(Collected data entries)

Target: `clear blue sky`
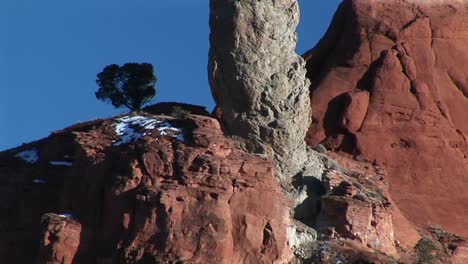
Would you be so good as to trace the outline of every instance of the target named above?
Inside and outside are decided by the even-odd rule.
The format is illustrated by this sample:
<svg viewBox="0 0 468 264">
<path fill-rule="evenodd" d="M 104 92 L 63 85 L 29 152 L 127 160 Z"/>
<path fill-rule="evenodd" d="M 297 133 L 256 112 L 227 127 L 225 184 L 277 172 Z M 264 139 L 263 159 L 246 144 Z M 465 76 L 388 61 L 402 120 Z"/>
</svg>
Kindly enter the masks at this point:
<svg viewBox="0 0 468 264">
<path fill-rule="evenodd" d="M 299 0 L 299 53 L 339 2 Z M 208 0 L 1 0 L 0 150 L 125 112 L 94 97 L 96 74 L 112 63 L 152 63 L 156 102 L 211 111 L 208 11 Z"/>
</svg>

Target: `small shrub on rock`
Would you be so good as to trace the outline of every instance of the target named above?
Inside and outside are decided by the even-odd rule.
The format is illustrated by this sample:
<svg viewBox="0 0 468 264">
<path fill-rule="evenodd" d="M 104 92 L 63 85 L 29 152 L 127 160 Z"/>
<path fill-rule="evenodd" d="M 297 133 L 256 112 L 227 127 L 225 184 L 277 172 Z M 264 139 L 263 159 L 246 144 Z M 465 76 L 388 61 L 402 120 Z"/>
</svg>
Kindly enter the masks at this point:
<svg viewBox="0 0 468 264">
<path fill-rule="evenodd" d="M 189 115 L 190 115 L 190 112 L 187 111 L 187 110 L 184 110 L 180 106 L 175 106 L 172 109 L 172 112 L 170 114 L 170 116 L 175 117 L 175 118 L 179 118 L 179 119 L 186 119 L 187 117 L 189 117 Z"/>
<path fill-rule="evenodd" d="M 417 253 L 417 264 L 433 264 L 438 260 L 439 247 L 435 241 L 421 238 L 414 249 Z"/>
</svg>

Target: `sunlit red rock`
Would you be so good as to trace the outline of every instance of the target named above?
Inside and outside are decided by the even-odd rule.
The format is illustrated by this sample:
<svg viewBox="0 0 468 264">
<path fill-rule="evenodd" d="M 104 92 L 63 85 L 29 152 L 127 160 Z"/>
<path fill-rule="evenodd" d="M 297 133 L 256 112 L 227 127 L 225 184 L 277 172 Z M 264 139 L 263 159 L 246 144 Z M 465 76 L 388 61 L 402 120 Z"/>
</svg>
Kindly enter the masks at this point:
<svg viewBox="0 0 468 264">
<path fill-rule="evenodd" d="M 31 149 L 34 162 L 17 156 Z M 2 263 L 292 257 L 272 162 L 241 151 L 210 117 L 90 121 L 0 153 L 0 164 Z M 47 214 L 63 212 L 73 217 Z"/>
<path fill-rule="evenodd" d="M 465 237 L 467 47 L 466 1 L 345 0 L 304 55 L 308 143 L 385 167 L 403 215 Z"/>
</svg>

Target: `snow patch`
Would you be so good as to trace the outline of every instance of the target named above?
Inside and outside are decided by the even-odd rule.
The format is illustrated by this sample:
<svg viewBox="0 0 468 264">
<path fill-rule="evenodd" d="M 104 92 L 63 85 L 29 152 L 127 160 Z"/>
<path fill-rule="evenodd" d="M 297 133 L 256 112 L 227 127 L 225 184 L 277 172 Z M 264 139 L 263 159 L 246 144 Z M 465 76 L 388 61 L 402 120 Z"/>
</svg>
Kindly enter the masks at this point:
<svg viewBox="0 0 468 264">
<path fill-rule="evenodd" d="M 335 263 L 336 263 L 336 264 L 344 264 L 344 262 L 341 260 L 340 257 L 336 257 L 336 258 L 335 258 Z"/>
<path fill-rule="evenodd" d="M 56 165 L 56 166 L 67 166 L 67 167 L 73 166 L 73 162 L 70 162 L 70 161 L 52 160 L 49 163 L 52 165 Z"/>
<path fill-rule="evenodd" d="M 42 179 L 34 179 L 32 182 L 33 183 L 46 183 L 46 181 L 44 181 Z"/>
<path fill-rule="evenodd" d="M 117 119 L 115 123 L 115 133 L 120 136 L 120 140 L 114 142 L 114 146 L 133 143 L 145 136 L 148 130 L 158 129 L 162 136 L 175 137 L 183 141 L 182 129 L 171 126 L 169 122 L 149 118 L 145 116 L 124 116 Z"/>
<path fill-rule="evenodd" d="M 59 214 L 58 216 L 63 217 L 63 218 L 73 218 L 72 214 Z"/>
<path fill-rule="evenodd" d="M 182 133 L 182 129 L 173 127 L 168 122 L 162 122 L 158 126 L 158 131 L 161 134 L 161 136 L 169 135 L 171 137 L 175 137 L 179 141 L 182 141 L 182 142 L 185 141 L 184 133 Z M 171 131 L 171 133 L 168 133 L 169 131 Z"/>
<path fill-rule="evenodd" d="M 176 139 L 181 141 L 181 142 L 185 142 L 185 138 L 184 138 L 184 134 L 183 133 L 180 133 L 179 135 L 176 136 Z"/>
<path fill-rule="evenodd" d="M 37 149 L 24 150 L 17 153 L 15 157 L 23 159 L 27 163 L 36 163 L 39 160 L 39 152 Z"/>
</svg>

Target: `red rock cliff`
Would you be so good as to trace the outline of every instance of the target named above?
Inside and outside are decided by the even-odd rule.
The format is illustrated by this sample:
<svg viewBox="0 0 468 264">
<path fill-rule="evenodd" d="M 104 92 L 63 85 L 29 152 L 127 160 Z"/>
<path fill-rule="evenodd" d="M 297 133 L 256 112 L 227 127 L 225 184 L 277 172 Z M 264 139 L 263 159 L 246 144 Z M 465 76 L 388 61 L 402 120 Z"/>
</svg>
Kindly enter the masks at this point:
<svg viewBox="0 0 468 264">
<path fill-rule="evenodd" d="M 289 206 L 273 168 L 210 117 L 54 132 L 0 153 L 1 262 L 284 262 Z"/>
<path fill-rule="evenodd" d="M 410 220 L 468 236 L 468 2 L 345 0 L 304 57 L 308 143 L 384 166 Z"/>
</svg>

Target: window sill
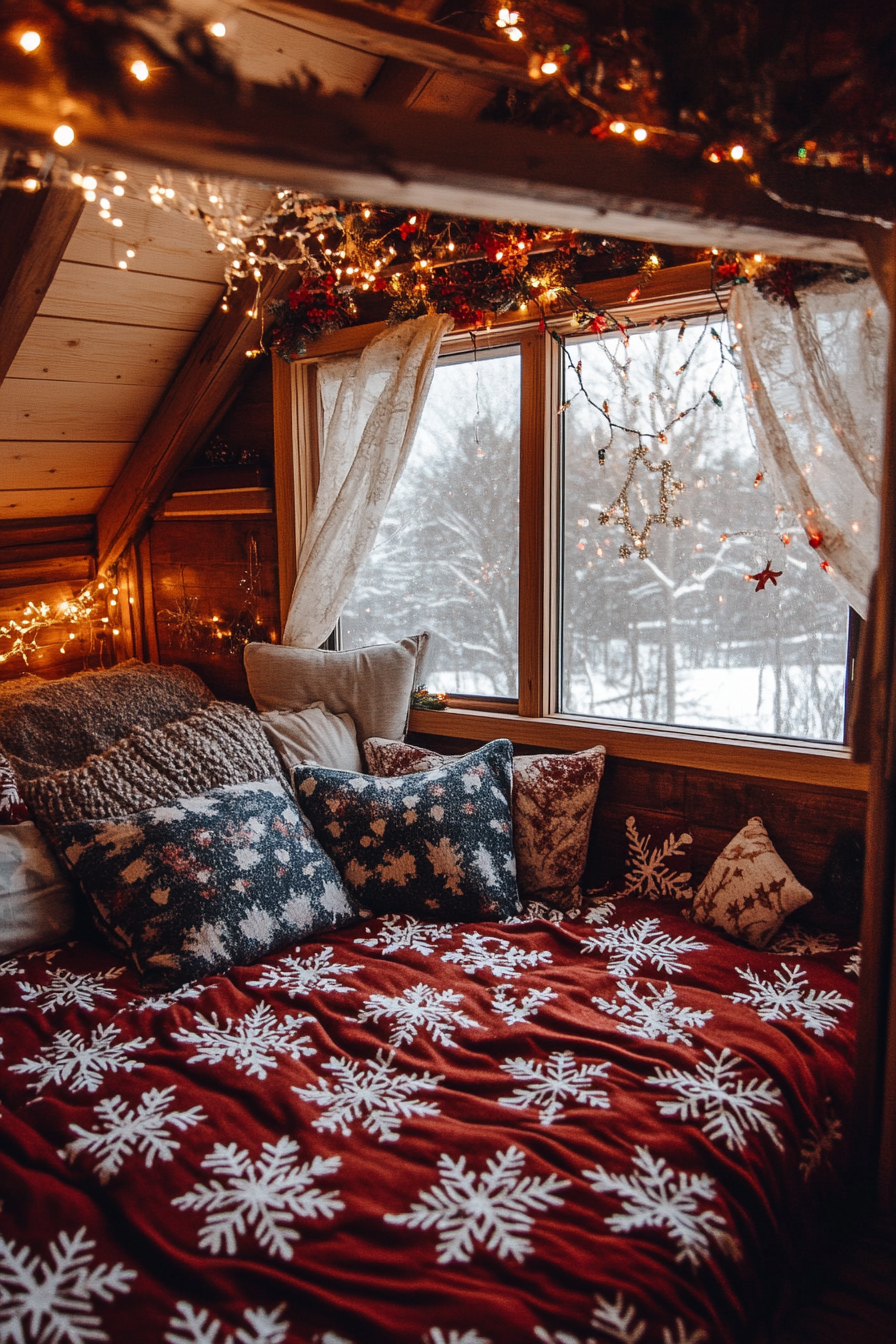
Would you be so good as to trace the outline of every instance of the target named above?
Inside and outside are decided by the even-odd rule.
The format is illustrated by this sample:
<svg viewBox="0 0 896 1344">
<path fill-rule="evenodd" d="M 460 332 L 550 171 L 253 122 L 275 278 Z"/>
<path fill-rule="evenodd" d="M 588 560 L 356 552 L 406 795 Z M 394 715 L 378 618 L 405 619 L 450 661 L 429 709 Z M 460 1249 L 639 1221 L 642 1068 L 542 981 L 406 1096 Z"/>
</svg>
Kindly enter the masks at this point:
<svg viewBox="0 0 896 1344">
<path fill-rule="evenodd" d="M 653 761 L 693 770 L 718 770 L 755 779 L 786 779 L 836 789 L 868 790 L 868 766 L 857 765 L 846 747 L 783 744 L 767 738 L 728 737 L 700 730 L 597 723 L 553 715 L 471 709 L 415 709 L 409 729 L 432 737 L 488 741 L 509 737 L 524 746 L 582 751 L 601 744 L 611 756 Z"/>
</svg>

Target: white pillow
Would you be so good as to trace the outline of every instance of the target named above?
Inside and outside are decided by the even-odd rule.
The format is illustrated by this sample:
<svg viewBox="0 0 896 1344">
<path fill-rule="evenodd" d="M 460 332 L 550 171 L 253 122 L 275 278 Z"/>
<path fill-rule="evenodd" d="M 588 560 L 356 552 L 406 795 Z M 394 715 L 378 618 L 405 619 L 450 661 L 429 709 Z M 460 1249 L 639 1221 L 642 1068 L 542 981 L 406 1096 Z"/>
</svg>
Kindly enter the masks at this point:
<svg viewBox="0 0 896 1344">
<path fill-rule="evenodd" d="M 256 709 L 303 709 L 321 700 L 331 714 L 351 715 L 360 743 L 404 737 L 428 644 L 426 631 L 340 653 L 247 644 L 243 664 Z"/>
<path fill-rule="evenodd" d="M 75 927 L 74 896 L 34 822 L 0 826 L 0 956 L 65 938 Z"/>
<path fill-rule="evenodd" d="M 322 700 L 294 711 L 268 709 L 259 718 L 287 771 L 306 764 L 355 774 L 364 769 L 351 715 L 331 714 Z"/>
</svg>

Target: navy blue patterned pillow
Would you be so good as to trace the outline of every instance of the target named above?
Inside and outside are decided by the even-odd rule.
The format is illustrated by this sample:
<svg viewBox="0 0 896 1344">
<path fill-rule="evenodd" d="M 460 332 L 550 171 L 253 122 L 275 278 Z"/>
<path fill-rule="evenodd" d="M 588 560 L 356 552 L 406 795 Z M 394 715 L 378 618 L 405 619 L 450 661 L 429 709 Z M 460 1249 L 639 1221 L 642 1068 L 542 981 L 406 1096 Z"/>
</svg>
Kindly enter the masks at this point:
<svg viewBox="0 0 896 1344">
<path fill-rule="evenodd" d="M 397 779 L 299 765 L 292 782 L 347 888 L 377 914 L 506 919 L 520 909 L 512 761 L 497 741 Z"/>
<path fill-rule="evenodd" d="M 357 917 L 276 779 L 69 822 L 55 838 L 98 928 L 131 957 L 146 988 L 252 965 Z"/>
</svg>

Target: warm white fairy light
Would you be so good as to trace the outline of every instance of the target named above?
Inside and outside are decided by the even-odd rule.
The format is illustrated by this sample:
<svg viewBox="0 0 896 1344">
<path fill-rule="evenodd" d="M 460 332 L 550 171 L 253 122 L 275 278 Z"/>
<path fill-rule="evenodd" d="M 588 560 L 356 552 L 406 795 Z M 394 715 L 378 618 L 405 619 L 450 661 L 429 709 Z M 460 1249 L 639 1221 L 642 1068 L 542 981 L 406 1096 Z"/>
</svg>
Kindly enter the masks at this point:
<svg viewBox="0 0 896 1344">
<path fill-rule="evenodd" d="M 60 145 L 63 149 L 65 149 L 68 145 L 72 144 L 74 138 L 75 133 L 72 130 L 71 126 L 66 126 L 65 124 L 63 124 L 62 126 L 57 126 L 55 131 L 53 132 L 53 139 L 56 141 L 56 144 Z"/>
<path fill-rule="evenodd" d="M 37 51 L 40 46 L 40 33 L 36 33 L 33 28 L 29 28 L 27 33 L 23 33 L 19 38 L 19 46 L 29 55 L 32 51 Z"/>
<path fill-rule="evenodd" d="M 134 61 L 131 64 L 131 74 L 143 84 L 149 79 L 149 66 L 145 61 Z"/>
</svg>

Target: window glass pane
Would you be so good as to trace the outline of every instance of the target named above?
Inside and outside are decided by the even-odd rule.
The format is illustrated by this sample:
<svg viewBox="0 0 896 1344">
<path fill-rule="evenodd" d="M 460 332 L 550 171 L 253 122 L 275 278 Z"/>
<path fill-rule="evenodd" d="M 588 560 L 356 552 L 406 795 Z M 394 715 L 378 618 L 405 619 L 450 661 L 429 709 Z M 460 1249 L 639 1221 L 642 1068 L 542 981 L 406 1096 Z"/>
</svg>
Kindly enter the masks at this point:
<svg viewBox="0 0 896 1344">
<path fill-rule="evenodd" d="M 427 629 L 431 690 L 516 696 L 519 420 L 518 347 L 439 362 L 343 648 Z"/>
<path fill-rule="evenodd" d="M 724 320 L 712 326 L 729 341 Z M 640 558 L 622 526 L 601 525 L 625 481 L 637 436 L 616 432 L 566 367 L 564 423 L 562 708 L 571 714 L 842 741 L 848 608 L 794 519 L 776 515 L 750 438 L 740 375 L 719 369 L 702 320 L 570 342 L 591 399 L 612 418 L 656 432 L 647 460 L 667 457 L 682 493 L 680 529 L 654 524 Z M 682 365 L 689 360 L 684 373 Z M 721 406 L 704 395 L 709 388 Z M 628 497 L 634 526 L 659 511 L 659 472 L 638 464 Z M 755 484 L 754 484 L 755 482 Z M 614 516 L 618 516 L 616 510 Z M 790 543 L 781 535 L 788 527 Z M 727 541 L 720 538 L 725 534 Z M 627 543 L 630 558 L 621 560 Z M 783 571 L 757 591 L 747 574 Z"/>
</svg>

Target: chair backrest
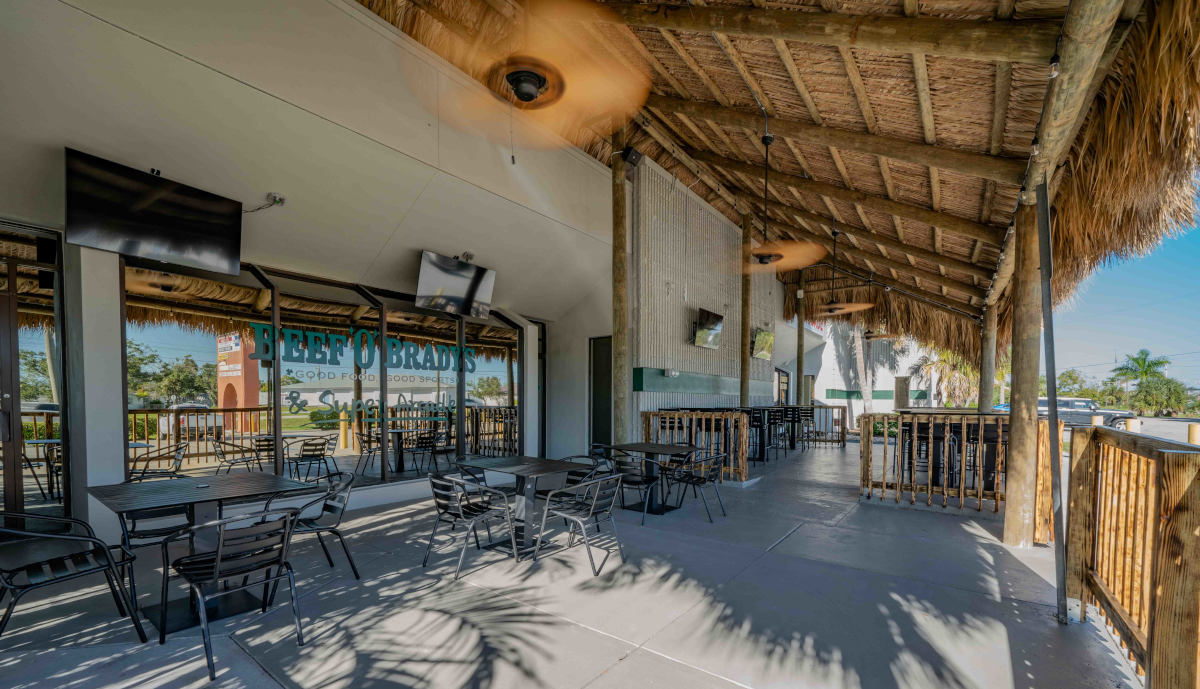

- **Work required**: The lines to copy exactly start with the line above that has "Target: window sill" and go on through the line that has "Target: navy blue patterned pillow"; please include both, add nothing else, and omit the pictures.

- **Solution for this task**:
Target: window sill
Would you be so good as to trace the outline of every instance of the target named above?
Inside and outside are decided by the even-odd rule.
The format is illustrated by this sample:
<svg viewBox="0 0 896 1344">
<path fill-rule="evenodd" d="M 460 332 L 550 171 L 253 122 L 275 278 Z"/>
<path fill-rule="evenodd" d="M 588 560 L 356 552 L 406 795 Z M 394 715 L 378 618 L 405 619 L 450 661 L 429 709 Z M 460 1249 L 639 1221 L 642 1068 L 542 981 L 406 1096 Z"/>
</svg>
Kindly enter the masks at this point:
<svg viewBox="0 0 896 1344">
<path fill-rule="evenodd" d="M 653 761 L 693 770 L 718 770 L 755 779 L 786 779 L 836 789 L 868 790 L 868 766 L 857 765 L 846 747 L 783 744 L 767 738 L 728 737 L 700 730 L 597 723 L 553 715 L 471 709 L 415 709 L 409 729 L 432 737 L 488 741 L 509 737 L 524 746 L 582 751 L 601 744 L 611 756 Z"/>
</svg>

Target: white pillow
Would you be so good as to trace the outline of every instance of the target named above?
Inside and outside are decided by the even-odd rule.
The format is illustrated by this sample:
<svg viewBox="0 0 896 1344">
<path fill-rule="evenodd" d="M 460 332 L 550 171 L 253 122 L 275 278 Z"/>
<path fill-rule="evenodd" d="M 588 560 L 356 552 L 406 795 Z M 394 715 L 378 618 L 405 619 L 450 661 L 429 709 Z M 460 1249 L 639 1221 L 642 1068 L 542 981 L 406 1096 Z"/>
</svg>
Kindly enter the masks at this point:
<svg viewBox="0 0 896 1344">
<path fill-rule="evenodd" d="M 256 709 L 303 709 L 321 700 L 331 714 L 351 715 L 360 743 L 404 737 L 428 644 L 426 631 L 340 653 L 247 644 L 243 664 Z"/>
<path fill-rule="evenodd" d="M 75 927 L 74 896 L 34 822 L 0 826 L 0 956 L 65 938 Z"/>
<path fill-rule="evenodd" d="M 322 700 L 294 711 L 268 709 L 259 718 L 287 771 L 306 764 L 355 774 L 364 769 L 351 715 L 331 714 Z"/>
</svg>

Target: navy blue patterned pillow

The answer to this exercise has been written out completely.